- **Work required**:
Output exactly, please, the lines of the records below from the one containing "the camouflage uniform" through the final line.

(Location labeling records)
◆ ◆ ◆ ◆ ◆

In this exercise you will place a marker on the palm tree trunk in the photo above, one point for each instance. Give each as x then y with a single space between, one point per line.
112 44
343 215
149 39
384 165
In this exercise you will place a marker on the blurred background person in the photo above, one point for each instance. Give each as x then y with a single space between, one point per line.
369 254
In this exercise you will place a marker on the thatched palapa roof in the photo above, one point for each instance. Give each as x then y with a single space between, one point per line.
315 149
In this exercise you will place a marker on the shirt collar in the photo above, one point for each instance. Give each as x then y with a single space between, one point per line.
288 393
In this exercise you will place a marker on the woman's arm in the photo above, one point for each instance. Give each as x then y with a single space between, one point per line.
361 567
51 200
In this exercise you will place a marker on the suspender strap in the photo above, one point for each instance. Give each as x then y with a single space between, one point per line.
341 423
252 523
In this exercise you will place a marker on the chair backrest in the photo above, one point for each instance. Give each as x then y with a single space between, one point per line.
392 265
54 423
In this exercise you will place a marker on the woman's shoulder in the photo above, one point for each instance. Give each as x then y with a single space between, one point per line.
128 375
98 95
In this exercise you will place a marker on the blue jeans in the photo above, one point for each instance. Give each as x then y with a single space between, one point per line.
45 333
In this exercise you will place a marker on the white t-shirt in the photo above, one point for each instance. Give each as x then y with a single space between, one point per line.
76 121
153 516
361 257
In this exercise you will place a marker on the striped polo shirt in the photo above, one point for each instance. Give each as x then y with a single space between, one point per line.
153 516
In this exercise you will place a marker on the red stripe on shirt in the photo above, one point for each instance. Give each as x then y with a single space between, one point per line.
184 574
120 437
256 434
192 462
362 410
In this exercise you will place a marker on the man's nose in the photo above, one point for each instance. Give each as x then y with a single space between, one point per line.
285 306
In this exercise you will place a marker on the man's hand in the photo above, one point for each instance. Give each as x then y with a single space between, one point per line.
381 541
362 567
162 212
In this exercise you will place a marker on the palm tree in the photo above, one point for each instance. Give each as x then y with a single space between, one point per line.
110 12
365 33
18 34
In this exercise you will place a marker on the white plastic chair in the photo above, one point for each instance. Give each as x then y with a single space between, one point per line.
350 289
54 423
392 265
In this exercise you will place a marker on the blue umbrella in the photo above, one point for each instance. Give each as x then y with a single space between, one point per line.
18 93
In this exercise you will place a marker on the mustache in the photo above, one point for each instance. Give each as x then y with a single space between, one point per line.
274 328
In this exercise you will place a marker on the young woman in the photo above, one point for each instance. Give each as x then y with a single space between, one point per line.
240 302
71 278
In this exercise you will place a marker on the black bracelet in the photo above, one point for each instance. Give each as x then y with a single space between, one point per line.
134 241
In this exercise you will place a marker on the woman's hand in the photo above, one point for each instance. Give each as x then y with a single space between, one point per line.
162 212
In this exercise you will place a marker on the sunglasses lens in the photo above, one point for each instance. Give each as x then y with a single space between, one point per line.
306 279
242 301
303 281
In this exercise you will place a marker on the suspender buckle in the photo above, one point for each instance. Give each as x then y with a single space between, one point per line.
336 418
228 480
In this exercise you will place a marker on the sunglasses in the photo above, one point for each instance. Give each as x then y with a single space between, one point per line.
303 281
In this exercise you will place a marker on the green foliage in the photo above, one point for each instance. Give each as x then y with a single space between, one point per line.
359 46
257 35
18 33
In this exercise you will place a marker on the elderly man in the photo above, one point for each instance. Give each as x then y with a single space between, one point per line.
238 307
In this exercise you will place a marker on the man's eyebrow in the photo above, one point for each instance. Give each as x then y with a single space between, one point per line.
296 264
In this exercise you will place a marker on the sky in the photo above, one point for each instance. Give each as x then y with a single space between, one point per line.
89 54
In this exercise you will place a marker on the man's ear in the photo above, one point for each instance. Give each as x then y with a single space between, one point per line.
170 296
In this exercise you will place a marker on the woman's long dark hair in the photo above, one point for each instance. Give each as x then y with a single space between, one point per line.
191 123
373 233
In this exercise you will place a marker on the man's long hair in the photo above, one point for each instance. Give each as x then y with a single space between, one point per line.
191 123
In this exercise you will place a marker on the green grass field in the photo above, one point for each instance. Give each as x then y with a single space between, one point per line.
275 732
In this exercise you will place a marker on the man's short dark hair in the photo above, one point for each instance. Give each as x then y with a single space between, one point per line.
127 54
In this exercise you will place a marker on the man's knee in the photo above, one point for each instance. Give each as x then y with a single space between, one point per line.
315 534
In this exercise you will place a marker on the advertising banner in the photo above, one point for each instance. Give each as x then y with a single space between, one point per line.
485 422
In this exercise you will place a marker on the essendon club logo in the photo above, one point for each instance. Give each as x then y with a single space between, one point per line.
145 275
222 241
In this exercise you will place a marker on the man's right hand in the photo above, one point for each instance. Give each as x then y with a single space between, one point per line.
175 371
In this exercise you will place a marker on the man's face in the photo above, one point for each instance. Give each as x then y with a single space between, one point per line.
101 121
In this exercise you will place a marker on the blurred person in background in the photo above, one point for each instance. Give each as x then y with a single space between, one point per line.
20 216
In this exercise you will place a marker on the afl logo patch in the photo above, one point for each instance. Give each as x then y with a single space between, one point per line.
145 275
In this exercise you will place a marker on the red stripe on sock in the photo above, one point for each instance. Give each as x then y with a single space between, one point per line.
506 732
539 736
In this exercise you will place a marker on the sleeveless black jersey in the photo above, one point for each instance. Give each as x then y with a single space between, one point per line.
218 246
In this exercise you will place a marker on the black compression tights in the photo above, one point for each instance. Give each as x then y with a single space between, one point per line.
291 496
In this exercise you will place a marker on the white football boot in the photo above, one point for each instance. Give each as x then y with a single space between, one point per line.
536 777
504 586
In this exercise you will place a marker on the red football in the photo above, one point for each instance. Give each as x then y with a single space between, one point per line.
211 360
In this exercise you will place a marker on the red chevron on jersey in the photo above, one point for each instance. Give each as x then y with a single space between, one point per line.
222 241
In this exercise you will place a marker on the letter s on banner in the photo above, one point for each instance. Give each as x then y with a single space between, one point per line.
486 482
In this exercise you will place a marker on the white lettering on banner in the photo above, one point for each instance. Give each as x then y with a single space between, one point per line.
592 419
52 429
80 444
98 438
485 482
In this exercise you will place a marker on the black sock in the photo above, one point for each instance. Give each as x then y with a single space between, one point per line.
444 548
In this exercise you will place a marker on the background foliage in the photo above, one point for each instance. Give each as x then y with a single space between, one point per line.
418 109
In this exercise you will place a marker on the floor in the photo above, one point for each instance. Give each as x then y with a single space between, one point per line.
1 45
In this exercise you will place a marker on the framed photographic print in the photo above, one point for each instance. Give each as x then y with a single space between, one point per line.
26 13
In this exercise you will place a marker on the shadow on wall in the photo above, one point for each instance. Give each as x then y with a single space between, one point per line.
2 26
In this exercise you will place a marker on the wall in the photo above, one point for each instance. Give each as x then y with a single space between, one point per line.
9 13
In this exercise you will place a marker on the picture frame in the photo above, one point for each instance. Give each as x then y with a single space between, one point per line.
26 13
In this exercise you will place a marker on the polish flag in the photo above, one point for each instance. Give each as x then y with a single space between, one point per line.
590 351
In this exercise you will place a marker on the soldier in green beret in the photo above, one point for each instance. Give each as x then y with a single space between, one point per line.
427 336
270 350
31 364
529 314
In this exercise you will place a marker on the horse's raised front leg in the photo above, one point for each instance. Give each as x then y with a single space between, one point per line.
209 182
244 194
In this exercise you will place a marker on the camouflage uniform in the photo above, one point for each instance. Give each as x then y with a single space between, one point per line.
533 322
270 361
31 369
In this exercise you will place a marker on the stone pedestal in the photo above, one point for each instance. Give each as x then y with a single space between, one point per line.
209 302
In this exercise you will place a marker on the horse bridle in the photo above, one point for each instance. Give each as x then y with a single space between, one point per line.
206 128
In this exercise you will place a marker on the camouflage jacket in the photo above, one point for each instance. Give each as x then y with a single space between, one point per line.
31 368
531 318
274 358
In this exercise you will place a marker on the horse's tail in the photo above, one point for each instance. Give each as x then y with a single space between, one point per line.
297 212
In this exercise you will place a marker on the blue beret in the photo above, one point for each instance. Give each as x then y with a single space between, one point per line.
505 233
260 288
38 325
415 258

◆ ◆ ◆ ◆ ◆

- **Complete answer**:
In this exercise you will place a marker on the camouflage uniform in the photo above, one point for each instance. Give each as x then y with a single space between, one point per line.
533 322
270 361
31 369
In this exercise you will place a marker on the stone pedestal in the photo above, one point for each instance. Give each as x then y with a single space between, one point per line.
209 302
In this exercise you will place a marker on the horse bridle in the photo above, one point for each instance. Give each as x then y with a single space between, one point per line.
206 128
In this exercise you will place a marker on the camouflage jacket in the photo above, one point for each instance. Give each as x then y with a single space between, one point per line.
31 368
531 318
274 358
In this exercise you will place a marker on the horse's tail in the photo above, one point for each instance. Give each as x then y with a single space between, one point per line.
297 212
In this exercise you will place a marker on the blue beret in the photo above, one point for each instance. Give each as x then y with a single space between, one point per line.
505 233
260 288
38 325
415 258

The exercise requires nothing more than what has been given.